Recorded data
-----

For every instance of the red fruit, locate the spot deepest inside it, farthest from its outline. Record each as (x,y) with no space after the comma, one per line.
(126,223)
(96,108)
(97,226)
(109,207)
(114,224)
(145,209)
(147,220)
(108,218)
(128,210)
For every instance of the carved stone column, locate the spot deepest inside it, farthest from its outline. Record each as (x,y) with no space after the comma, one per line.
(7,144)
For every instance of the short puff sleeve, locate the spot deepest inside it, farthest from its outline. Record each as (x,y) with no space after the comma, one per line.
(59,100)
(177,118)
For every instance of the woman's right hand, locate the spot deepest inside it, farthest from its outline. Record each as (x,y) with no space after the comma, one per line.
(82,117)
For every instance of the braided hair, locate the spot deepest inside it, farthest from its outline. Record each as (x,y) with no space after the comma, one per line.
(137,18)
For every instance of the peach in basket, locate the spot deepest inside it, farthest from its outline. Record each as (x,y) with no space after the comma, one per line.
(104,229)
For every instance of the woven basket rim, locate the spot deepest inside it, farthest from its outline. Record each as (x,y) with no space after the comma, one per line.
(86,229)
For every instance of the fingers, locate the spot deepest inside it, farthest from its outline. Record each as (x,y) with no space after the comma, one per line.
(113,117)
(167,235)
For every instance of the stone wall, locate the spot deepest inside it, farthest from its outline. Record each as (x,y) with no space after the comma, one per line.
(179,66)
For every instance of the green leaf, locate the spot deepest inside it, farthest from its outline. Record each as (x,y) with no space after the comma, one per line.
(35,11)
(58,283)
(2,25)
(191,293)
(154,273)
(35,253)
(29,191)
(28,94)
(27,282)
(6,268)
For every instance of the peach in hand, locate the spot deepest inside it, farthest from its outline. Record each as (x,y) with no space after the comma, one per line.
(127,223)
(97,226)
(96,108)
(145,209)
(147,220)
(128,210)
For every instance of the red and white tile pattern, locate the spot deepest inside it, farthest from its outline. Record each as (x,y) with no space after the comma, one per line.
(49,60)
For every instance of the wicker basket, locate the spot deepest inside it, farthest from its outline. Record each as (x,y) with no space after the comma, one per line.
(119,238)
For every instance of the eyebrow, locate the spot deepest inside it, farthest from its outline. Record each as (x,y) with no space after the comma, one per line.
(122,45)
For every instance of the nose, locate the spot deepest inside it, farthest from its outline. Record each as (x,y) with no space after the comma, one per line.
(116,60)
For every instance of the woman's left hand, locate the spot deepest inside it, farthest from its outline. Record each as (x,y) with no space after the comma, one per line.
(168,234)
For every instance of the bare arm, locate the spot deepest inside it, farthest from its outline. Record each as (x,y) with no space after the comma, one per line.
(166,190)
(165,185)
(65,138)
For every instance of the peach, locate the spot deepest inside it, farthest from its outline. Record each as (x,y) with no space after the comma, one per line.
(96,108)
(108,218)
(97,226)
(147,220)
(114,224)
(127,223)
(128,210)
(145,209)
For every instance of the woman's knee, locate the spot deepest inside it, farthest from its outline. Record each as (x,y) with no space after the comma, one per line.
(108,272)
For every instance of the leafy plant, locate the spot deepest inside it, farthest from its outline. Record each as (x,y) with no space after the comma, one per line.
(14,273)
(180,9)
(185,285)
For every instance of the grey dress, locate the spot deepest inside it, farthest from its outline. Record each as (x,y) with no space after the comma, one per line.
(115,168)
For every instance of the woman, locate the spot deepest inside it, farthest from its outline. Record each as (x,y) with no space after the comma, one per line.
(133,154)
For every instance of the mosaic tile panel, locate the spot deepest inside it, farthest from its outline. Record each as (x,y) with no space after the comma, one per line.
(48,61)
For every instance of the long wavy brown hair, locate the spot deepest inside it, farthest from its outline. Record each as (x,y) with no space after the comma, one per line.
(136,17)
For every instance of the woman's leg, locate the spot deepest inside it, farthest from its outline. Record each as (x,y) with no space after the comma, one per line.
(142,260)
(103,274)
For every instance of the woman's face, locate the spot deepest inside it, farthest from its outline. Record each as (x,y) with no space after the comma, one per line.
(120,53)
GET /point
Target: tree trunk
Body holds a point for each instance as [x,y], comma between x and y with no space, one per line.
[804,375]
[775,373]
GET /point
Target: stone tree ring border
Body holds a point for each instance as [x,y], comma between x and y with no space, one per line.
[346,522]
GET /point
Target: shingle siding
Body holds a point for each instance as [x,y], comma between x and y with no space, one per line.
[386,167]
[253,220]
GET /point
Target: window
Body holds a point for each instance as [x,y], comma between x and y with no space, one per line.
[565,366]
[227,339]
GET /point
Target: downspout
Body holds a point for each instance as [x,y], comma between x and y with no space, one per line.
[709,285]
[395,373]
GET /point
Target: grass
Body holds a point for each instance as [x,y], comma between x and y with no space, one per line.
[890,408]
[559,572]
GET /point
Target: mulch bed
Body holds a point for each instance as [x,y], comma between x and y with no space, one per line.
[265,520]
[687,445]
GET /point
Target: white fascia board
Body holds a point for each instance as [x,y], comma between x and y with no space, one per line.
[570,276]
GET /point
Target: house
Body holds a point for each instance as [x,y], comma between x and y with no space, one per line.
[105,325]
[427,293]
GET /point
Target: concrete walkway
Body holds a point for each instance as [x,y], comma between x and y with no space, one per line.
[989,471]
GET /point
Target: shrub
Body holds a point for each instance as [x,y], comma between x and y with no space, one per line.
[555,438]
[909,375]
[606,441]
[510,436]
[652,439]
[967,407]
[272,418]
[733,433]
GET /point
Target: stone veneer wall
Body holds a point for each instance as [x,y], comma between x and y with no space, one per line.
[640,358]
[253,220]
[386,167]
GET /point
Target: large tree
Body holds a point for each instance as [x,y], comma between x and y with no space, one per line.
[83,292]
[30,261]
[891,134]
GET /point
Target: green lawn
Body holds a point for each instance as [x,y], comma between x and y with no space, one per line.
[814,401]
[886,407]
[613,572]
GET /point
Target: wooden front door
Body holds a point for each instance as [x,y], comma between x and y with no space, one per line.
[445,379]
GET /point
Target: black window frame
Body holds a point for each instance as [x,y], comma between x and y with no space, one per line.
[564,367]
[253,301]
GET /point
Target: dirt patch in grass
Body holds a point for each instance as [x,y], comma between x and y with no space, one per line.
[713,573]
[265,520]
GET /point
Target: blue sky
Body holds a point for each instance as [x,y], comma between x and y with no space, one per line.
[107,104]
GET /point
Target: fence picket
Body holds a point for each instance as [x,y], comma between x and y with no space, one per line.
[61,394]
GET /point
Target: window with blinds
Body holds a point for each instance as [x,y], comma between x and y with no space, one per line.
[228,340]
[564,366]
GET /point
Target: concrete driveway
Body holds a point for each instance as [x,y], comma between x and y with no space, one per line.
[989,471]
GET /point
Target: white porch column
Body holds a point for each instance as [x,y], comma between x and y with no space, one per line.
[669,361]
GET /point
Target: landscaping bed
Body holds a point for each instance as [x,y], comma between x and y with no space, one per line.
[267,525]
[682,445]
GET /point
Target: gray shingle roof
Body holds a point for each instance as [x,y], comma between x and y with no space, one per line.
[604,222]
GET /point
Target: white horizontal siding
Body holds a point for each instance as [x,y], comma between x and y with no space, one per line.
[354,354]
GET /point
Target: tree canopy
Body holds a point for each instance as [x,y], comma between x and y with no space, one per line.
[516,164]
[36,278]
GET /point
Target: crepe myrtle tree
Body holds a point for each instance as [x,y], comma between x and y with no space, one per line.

-----

» **TO BE DONE**: Transcribe all entries exactly as they are given.

» **FINISHED TASK**:
For every instance of the red fruit, locate the spot deepest inside it, farthest from its outline. Record each as (x,y) with no space after the comma, one per line.
(126,223)
(96,108)
(97,226)
(109,207)
(114,224)
(145,209)
(147,220)
(108,218)
(128,210)
For every instance of the carved stone column, locate the spot deepest inside it, farthest from its outline. Record each as (x,y) with no space after the comma, one per line.
(7,144)
For every instance of the short puff sleeve, locate the spot deepest inside it, farthest from its outline. Record each as (x,y) with no space after the comma, one per line.
(59,100)
(177,118)
For every instance of the woman's right hand, locate the spot deepest inside it, farthest from its outline. Record each as (x,y) with no space after the comma, one per line.
(82,117)
For every instance of the braided hair, locate the spot deepest inside it, farthest from its outline. Record each as (x,y) with no space after the comma, one per line.
(137,18)
For every instance of the peach in basket, locate the spot deepest inside it, farthest from its outline. Record each as (x,y) with no space after the comma, one per line.
(104,229)
For every instance of the woven basket rim, locate the spot deepest inside it, farthest from its outline. Record each as (x,y) with no space after the comma, one per line.
(86,229)
For every instance of the fingers, locate the spot deepest inside it, farthest from its outline. Record each as (x,y) with no space after the comma, one per line.
(113,117)
(167,235)
For every instance of the stone wall, locate the spot deepest inside it, farthest from its outline. Record each as (x,y) with no space after the comma, one per line.
(179,66)
For every instance of the green leaf, locate the spot deepest inside it, farthest from its outline. Record each as (x,y) with no space after the comma, one per line.
(35,11)
(58,283)
(2,25)
(191,293)
(154,273)
(35,253)
(29,191)
(28,94)
(27,282)
(6,268)
For every instance of the peach in hand, locate the spot deepest inside it, farthest from its outline. Record each as (x,y) with no space after the comma, one per line.
(127,223)
(97,226)
(96,108)
(145,209)
(147,220)
(128,210)
For every instance of the red and white tile pattern, locate the spot deepest inside it, farthest from its outline. Record each as (x,y) with no space after the comma, one per line.
(49,60)
For every instance of the wicker basket, locate the spot deepest inside it, farthest from its outline. Record each as (x,y) with no space after the comma, one per line.
(119,238)
For every instance of the eyebrow, locate the spot deepest inside it, farthest from its outline. Record each as (x,y) with no space after the comma, one per line.
(122,45)
For every instance of the nose, locate the spot deepest inside it, farthest from its outline. Record each as (x,y) with no space after the comma, one per line.
(116,60)
For every instance of the woman's left hand, locate the spot deepest inside it, farthest from its outline. Record each as (x,y) with no space after the comma, one per line.
(168,234)
For every instance of the bare arm, locate the spot deepest inside it, farthest from its outline. Record each as (x,y) with no space after the comma, one per line.
(166,190)
(165,185)
(65,138)
For every instance of the peach, locate the spot deepest inside it, farthest from its outline. Record each as (x,y) with no space after the comma, one per line.
(96,108)
(108,218)
(97,226)
(147,220)
(114,224)
(127,223)
(128,210)
(145,209)
For every instance of the woman's knee, locate the spot deepest inside it, farthest from its outline. Record each as (x,y) with no space after the comma, one per line.
(108,272)
For every instance of the leafy plant, locate the spot deepest inside it, farthest from its outline. Record each as (x,y) with no space after the comma, one per line.
(14,273)
(180,9)
(185,285)
For every instance of the grey dress, locate the spot deepest inside it, farthest from its outline. Record each as (x,y) with no space after the comma, one per line.
(115,168)
For every instance of the woman, locate the spot deepest inside it, farthest from its outline. Record each as (x,y) with no space after the comma, one per line.
(133,154)
For every instance of the mosaic tile panel, locate the spot deepest inside it, farthest from its outline. Record each as (x,y) with no space after the comma, one per line.
(48,61)
For every instance of the long wavy brown hair, locate the spot deepest inside it, farthest from its outline. Record each as (x,y) with no space after the comma, one per line.
(136,17)
For every instance of the woman's leg, locate the spot deepest inside it, farthest from its outline. Record each as (x,y) with no space after the comma, one per line.
(142,260)
(103,274)
For every instance of the woman's face, locate the spot deepest inside it, farthest from its outline. Record each as (x,y) with no space after the comma, one per line.
(120,53)
GET /point
Target: tree trunk
Body holds a point for each instance as [x,y], comma between x and y with no space, one per line.
[804,375]
[775,373]
GET /point
Target: stone tree ring border
Body holds a point for each instance as [x,y], comma between x and y with no space, one per line.
[346,522]
GET /point
Target: shingle siding
Body holds a point for each instance as [x,y], comma between x and y with no space, one per line.
[386,167]
[253,220]
GET /point
Target: window
Body holds a point for each instance as [x,y], comma between x and y with no space, one per line.
[565,366]
[227,339]
GET /point
Target: downspout
Body holds a point for each instance as [x,y], comma between x and y with no space, one per line.
[709,285]
[395,373]
GET /point
Target: grass
Body holds a point for each instance as [x,y], comma between x and y with no space, one per line.
[890,408]
[559,572]
GET /point
Target: mulch bed
Body holds a point for each instance as [x,y], comma between x and y with no space, one per line.
[265,520]
[687,445]
GET /point
Target: white fascia board
Body holds a point for each instance as [x,y], comma between x and y with no space, one per line.
[570,276]
GET /point
Target: house
Body holds a point for each instance as [x,y], comma between x and y with no space, one per line.
[105,325]
[427,293]
GET /point
Target: concrete walkway
Body holds a point for each instance as [x,y], comma between x and y with no space, one per line.
[989,471]
GET /point
Target: shrub
Body holds a point for each instance as [x,y], comma between x and y with no space, one per line.
[555,438]
[909,375]
[606,441]
[510,436]
[652,439]
[967,407]
[272,418]
[733,433]
GET /point
Target: stone veneer wall
Body holds a point for each instance as [x,y], comma between x and y with no space, one per line.
[640,358]
[253,220]
[386,167]
GET /point
Target: large tree
Body holds a point for each instance as [x,y], comma between x and y with no space, one per line.
[83,292]
[30,261]
[891,134]
GET /point
Target: green lawn
Body holds a point for each instance as [x,y], comma between x and y with no space, one per line.
[814,401]
[886,407]
[613,572]
GET /point
Target: wooden front door
Body holds a point for each instance as [x,y], comma between x and y with no space, one per line.
[445,379]
GET /point
Target: black window frame
Body holds a point for each instance as [x,y], comma between x and y with no space, one per line.
[564,367]
[253,301]
GET /point
Target: dirt patch in grass
Body holds a point for each instance as [x,y], comma between x and y with no space, one per line.
[713,573]
[265,520]
GET /point
Target: blue sky
Body holds a point for each instance as [x,y], comma between x and y with no space, one per line.
[107,104]
GET /point
Target: fence picket
Body holds a point for each instance as [x,y], comma between x and y with no space, one per line.
[61,394]
GET /point
Target: window with blinds
Body holds a point for each instance as [x,y], comma between x and y with no space, one per line.
[228,340]
[564,366]
GET /point
Target: concrete driveway
Body holds a point for each instance as [x,y], comma between x and y with no space, one per line.
[989,471]
GET /point
Target: white porch column
Body holds a point for each instance as [x,y], comma between x and y with no space, one per line.
[669,361]
GET /point
Target: landscaping bed
Body holds a point for each instance as [x,y], comma between x and y with no space, one per line.
[267,525]
[682,445]
GET /point
Target: gray shingle roof
Body holds a point for each instance as [x,y], comma between x and y with no space, one per line.
[604,222]
GET /point
Target: white horizontal siding
Body holds a point for each instance as [x,y], comma between x and y with no space, one per line.
[354,354]
GET /point
Target: tree canopy
Body holds a point for each instance as [x,y], comma between x and y with no space, one per line.
[516,164]
[36,278]
GET /point
Target: crepe myrtle tree
Body holds a point for each instance as [x,y], comma between x and y with no space, one per line.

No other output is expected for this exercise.